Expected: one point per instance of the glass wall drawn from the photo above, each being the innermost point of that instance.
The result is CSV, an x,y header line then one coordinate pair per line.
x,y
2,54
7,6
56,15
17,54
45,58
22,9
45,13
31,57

▶ _Problem to work on_
Output the data once more, exactly as given.

▶ _Exercise output_
Expected: one point per instance of the glass wall drawn from the photo above, each being the innermost point of that instance.
The result is CSV, an x,y header line then one coordinate pair per line.
x,y
2,54
7,6
56,15
17,54
45,58
22,9
45,13
31,57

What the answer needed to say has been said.